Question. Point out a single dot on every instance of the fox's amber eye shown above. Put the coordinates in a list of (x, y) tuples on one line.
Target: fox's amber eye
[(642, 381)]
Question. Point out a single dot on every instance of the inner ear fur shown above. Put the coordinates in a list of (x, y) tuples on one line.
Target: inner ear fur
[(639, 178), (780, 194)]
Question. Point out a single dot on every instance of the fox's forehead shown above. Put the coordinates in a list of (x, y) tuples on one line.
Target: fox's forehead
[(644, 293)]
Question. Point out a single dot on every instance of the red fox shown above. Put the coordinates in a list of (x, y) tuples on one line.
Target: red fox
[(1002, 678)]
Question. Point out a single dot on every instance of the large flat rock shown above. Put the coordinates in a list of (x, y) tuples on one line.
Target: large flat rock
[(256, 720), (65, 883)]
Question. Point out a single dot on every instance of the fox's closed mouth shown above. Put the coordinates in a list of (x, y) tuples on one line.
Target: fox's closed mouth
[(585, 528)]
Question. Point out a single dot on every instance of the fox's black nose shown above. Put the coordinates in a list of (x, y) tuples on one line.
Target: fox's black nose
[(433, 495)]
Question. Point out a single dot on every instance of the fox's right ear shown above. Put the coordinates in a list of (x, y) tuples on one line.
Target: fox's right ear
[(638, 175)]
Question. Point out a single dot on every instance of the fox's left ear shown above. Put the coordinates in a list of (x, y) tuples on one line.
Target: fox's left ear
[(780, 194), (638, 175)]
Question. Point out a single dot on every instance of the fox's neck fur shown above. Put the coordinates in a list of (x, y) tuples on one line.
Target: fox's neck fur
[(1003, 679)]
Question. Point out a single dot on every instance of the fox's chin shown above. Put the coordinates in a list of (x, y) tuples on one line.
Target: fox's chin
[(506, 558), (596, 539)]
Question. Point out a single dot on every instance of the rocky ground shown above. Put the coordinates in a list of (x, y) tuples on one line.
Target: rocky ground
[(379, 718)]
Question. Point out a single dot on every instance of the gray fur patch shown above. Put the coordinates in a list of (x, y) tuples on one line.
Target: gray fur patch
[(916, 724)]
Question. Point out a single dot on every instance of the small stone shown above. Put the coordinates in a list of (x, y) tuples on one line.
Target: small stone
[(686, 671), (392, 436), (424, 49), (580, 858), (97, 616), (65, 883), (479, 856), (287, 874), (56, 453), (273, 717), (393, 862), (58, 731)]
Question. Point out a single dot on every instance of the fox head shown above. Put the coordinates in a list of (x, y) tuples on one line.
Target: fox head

----

**Problem to solve:** Print again the material above, limited to the lines from the one holding "of the large" through the last, inclusive.

**Reply:**
Question. Point out a single dot on every instance of the large flat rock shown above. Put the coordinates in a list of (x, y) tuples on one line.
Target: large flat rock
[(256, 720), (65, 883)]
Question. Point out a single dot on every instance of the fox's closed mouth shown above. Put the coordinates in a list of (x, y) tuples on one line.
Target: fox's closed mouth
[(585, 528)]
Question. Point out a single dot on every instance of the fox's black nose shown above. Put the coordinates in a list of (x, y) tuples on one line.
Target: fox's black nose
[(433, 495)]
Question. Point out a single dot on every instance of the fox's right ear shown above. Put the coordinates in a list of (x, y) tuples on one line.
Target: fox's right ear
[(638, 175)]
Question. Point out a single dot on every instance of the fox's left ear shown above. Put the coordinates in a list of (x, y) tuples on one line.
Target: fox's left ear
[(780, 194), (638, 175)]
Question. Point out a single dot on every instance of the fox's neck fur shown above. Put the coordinates in a list of (x, y) tuples on one line.
Target: fox's neck fur
[(1003, 679)]
Question. Point out a single dot on every instance of the fox's chin shown above. Put the coordinates in a list of (x, y) tuples on one line.
Target: fox's chin
[(506, 558), (596, 539)]
Question. Point out a single dot on every instance of the rocky ground shown above. Put the coordinates in a list of (x, y) tuples on one line.
Target: rocky ground
[(379, 718)]
Question. Point out a single dot on every instance of the gray fur patch shown above. Put the coordinates in a list of (x, y) tuples on one line.
Target: gray fur patch
[(916, 724)]
Question. Point out a single dot on every instance of the small stone shown above. Put the coordinates in a list of (x, y) tuples on one line.
Target: small stone
[(686, 671), (392, 436), (424, 49), (580, 858), (97, 616), (65, 883), (479, 856), (287, 874), (56, 453), (273, 717), (393, 862), (58, 731)]
Question. Point out a single dot on every instance of the fox head shown above. Put the coordinates in a list of (x, y) tuples on one line.
Target: fox head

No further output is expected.